TASK GOAL: For the records below, tally the lines that contain "pixels" and give only that number.
────────────────
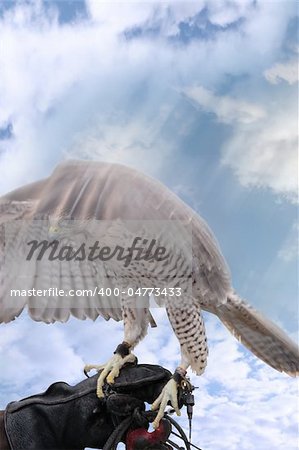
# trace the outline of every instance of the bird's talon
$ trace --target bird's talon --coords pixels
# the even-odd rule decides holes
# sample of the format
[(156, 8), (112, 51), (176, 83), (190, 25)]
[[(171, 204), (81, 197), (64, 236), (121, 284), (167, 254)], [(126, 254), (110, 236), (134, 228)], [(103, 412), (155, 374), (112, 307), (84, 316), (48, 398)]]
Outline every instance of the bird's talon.
[(84, 375), (85, 375), (87, 378), (90, 378), (89, 375), (88, 375), (90, 371), (91, 371), (91, 366), (90, 366), (90, 365), (86, 365), (86, 366), (84, 367), (84, 369), (83, 369)]
[(98, 372), (101, 371), (98, 382), (97, 382), (97, 397), (103, 398), (104, 392), (103, 392), (103, 386), (105, 382), (108, 384), (113, 384), (115, 378), (118, 377), (120, 369), (127, 363), (127, 362), (134, 362), (136, 359), (136, 356), (132, 353), (129, 353), (128, 355), (122, 357), (120, 354), (116, 353), (114, 356), (104, 365), (101, 366), (95, 366), (95, 365), (87, 365), (84, 367), (84, 373), (89, 372), (92, 369), (97, 370)]
[(174, 411), (177, 413), (178, 416), (181, 415), (181, 412), (178, 407), (178, 401), (177, 401), (177, 392), (178, 392), (178, 384), (177, 382), (172, 378), (168, 381), (168, 383), (164, 386), (161, 394), (159, 397), (154, 401), (152, 404), (152, 410), (158, 409), (158, 414), (153, 421), (153, 427), (156, 429), (158, 428), (160, 424), (160, 420), (164, 416), (164, 412), (166, 409), (166, 406), (168, 402), (170, 401), (171, 406), (173, 407)]
[(153, 428), (156, 430), (159, 427), (160, 421), (156, 422), (155, 420), (153, 421)]
[(98, 398), (103, 398), (104, 397), (103, 389), (97, 389), (97, 397)]
[(114, 383), (114, 379), (116, 378), (115, 375), (112, 375), (111, 373), (108, 375), (108, 377), (106, 378), (106, 381), (108, 384), (113, 384)]
[(104, 367), (104, 366), (98, 366), (98, 365), (95, 365), (95, 364), (86, 364), (86, 365), (84, 366), (83, 371), (84, 371), (85, 375), (88, 376), (87, 374), (88, 374), (91, 370), (96, 370), (97, 372), (99, 372), (100, 370), (103, 369), (103, 367)]

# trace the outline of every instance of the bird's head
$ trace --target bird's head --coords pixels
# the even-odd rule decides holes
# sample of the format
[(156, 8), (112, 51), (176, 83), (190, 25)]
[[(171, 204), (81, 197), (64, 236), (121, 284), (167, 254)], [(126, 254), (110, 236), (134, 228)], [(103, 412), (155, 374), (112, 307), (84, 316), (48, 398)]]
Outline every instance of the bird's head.
[(92, 238), (92, 232), (86, 221), (66, 216), (50, 217), (47, 225), (48, 240), (60, 242), (87, 242)]
[(49, 217), (48, 236), (50, 240), (70, 237), (76, 232), (76, 221), (67, 217)]

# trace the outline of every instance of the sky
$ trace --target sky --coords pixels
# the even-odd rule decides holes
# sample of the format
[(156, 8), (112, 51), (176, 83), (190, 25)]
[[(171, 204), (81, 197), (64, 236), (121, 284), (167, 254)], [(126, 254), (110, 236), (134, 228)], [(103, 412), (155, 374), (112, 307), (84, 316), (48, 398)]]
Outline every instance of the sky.
[[(204, 217), (240, 296), (298, 340), (297, 26), (293, 1), (2, 1), (0, 195), (66, 158), (135, 167)], [(153, 315), (135, 353), (174, 370), (178, 342)], [(297, 381), (205, 319), (194, 442), (295, 450)], [(102, 319), (0, 325), (0, 407), (78, 382), (121, 341)]]

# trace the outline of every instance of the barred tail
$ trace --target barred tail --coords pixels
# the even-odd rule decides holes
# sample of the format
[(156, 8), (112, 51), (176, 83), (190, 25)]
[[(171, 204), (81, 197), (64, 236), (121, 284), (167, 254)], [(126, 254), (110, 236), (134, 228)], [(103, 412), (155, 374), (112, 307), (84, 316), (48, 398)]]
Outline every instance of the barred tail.
[(236, 294), (213, 310), (229, 331), (252, 353), (274, 369), (299, 375), (298, 346), (277, 325)]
────────────────
EXERCISE RESULT: 4